*Work instructions:*
Reproduce the records. Keep every word exact and include no images.

Collection entries
========

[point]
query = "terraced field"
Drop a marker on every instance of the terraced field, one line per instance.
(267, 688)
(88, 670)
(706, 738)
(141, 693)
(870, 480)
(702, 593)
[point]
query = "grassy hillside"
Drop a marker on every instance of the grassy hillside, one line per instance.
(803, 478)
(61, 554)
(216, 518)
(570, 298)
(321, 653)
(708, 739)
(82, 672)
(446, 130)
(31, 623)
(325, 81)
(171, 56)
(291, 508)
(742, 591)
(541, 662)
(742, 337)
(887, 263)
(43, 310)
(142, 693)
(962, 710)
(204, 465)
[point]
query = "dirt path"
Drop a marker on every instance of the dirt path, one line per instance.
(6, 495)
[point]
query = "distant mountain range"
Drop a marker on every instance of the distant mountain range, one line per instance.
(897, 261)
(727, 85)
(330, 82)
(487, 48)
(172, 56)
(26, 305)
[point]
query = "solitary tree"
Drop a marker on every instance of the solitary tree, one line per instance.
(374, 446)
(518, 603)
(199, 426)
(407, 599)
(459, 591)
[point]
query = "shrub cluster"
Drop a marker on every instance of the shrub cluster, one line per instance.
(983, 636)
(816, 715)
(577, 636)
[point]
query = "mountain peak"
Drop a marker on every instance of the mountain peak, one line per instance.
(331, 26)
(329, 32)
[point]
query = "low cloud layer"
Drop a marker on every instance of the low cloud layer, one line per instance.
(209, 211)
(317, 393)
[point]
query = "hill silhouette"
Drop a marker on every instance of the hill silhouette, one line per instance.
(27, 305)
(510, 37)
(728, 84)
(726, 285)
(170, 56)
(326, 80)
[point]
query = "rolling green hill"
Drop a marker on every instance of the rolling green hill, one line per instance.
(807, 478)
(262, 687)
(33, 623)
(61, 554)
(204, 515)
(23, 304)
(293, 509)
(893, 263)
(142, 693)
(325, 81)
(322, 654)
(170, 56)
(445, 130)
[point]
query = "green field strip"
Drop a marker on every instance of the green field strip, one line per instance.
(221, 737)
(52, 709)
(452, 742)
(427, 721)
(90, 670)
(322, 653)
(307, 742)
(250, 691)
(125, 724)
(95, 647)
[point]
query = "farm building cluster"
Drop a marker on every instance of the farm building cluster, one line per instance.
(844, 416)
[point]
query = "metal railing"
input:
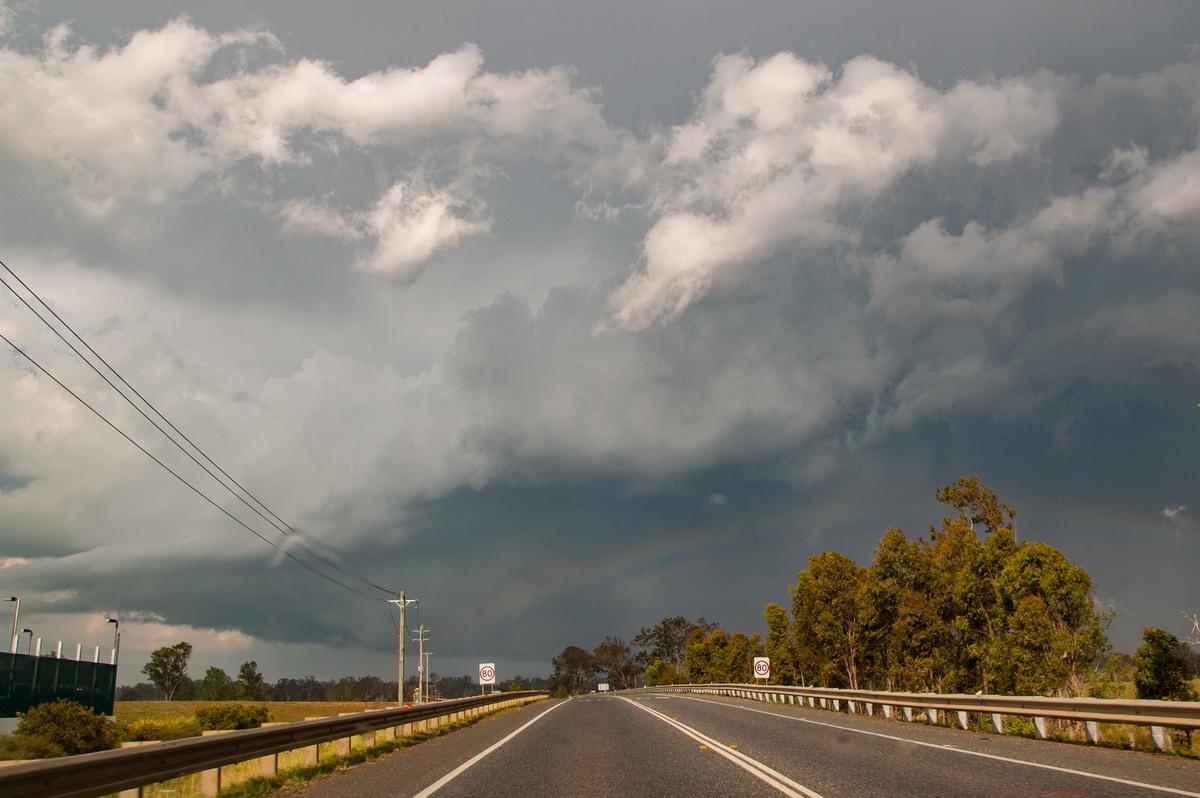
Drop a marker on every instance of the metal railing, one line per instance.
(1158, 715)
(89, 775)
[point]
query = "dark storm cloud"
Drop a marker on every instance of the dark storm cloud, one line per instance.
(594, 322)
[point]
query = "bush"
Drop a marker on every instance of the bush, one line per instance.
(169, 729)
(70, 726)
(28, 748)
(233, 715)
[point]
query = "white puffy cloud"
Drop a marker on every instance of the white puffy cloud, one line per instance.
(780, 149)
(181, 111)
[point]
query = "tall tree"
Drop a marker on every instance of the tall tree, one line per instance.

========

*Answer to the exercise:*
[point]
query = "terraced field"
Drop a marker on every instance of the terraced field, one line per instance.
(267, 688)
(88, 670)
(706, 738)
(141, 693)
(870, 480)
(702, 593)
[point]
query = "grassy hillside"
Drop a marker on every instance of the grassy hillside, one line per instance.
(803, 478)
(61, 554)
(216, 518)
(570, 298)
(321, 653)
(708, 739)
(82, 672)
(446, 130)
(31, 623)
(325, 81)
(171, 56)
(291, 508)
(742, 591)
(541, 662)
(742, 337)
(887, 263)
(43, 310)
(142, 693)
(962, 710)
(204, 465)
[point]
query = "dirt path"
Drop a marker on every instance of the dirt path, one line per instance.
(6, 495)
[point]
query = "distant mountain range"
Drop a marker on every instance of the distant mountain range, one line per instance.
(897, 261)
(727, 85)
(330, 82)
(487, 48)
(172, 56)
(26, 305)
[point]
query = "solitary tree"
Drop a marker on every instance of the solitary tree, one line per instance.
(374, 446)
(518, 603)
(199, 426)
(407, 599)
(459, 591)
[point]
query = "shrub cluster"
Drop a marker on every instance of the shrub cluster, one line per instance.
(983, 636)
(816, 715)
(577, 636)
[point]
query = "mountain peak"
Drop a marker on every instance of the mountain peak, one line per instance.
(331, 26)
(329, 32)
[point]
query = "low cloud layer"
Drop a marker on every instance of the low cloud layer, one line per instance.
(209, 211)
(317, 393)
[point]
query = "hill silhouette"
Drop a marker on every instance of the hill silhouette, one line per instance.
(27, 305)
(510, 37)
(728, 84)
(726, 285)
(170, 56)
(326, 80)
[point]
query = "rolling green hill"
Drop a marker on every instance of the rolling green hill, one line per instance.
(807, 478)
(262, 687)
(33, 623)
(61, 554)
(204, 515)
(23, 304)
(293, 509)
(893, 263)
(142, 693)
(325, 81)
(322, 654)
(170, 56)
(445, 130)
[point]
query = "green field strip"
Drop a marker on every instance of the green field strip, one line per instance.
(221, 737)
(52, 709)
(452, 742)
(427, 721)
(90, 670)
(322, 653)
(307, 742)
(250, 691)
(125, 724)
(95, 647)
[point]
query = "farm building cluster"
Drop a marker on every instance of the farm building cluster, one line per instance.
(844, 416)
[point]
query = "metal railing"
input:
Drop a marker on every instance of the metal railing, one line per instance.
(1158, 715)
(89, 775)
[point]
query = "dark storm cloud"
Drop a marker on every instance of the dark storm cloud, one line per instance.
(594, 322)
[point]
query = "bush"
Drop a marker on every instance of the bush, one line per instance.
(169, 729)
(70, 726)
(28, 748)
(233, 715)
[point]
query = "white puffy cloud"
Drop a marker on every instance of the white puffy cloud, one line per instance.
(780, 149)
(181, 111)
[point]
query = "tall tree"
Drop a marker on every instance of the tall tree, one line per instance.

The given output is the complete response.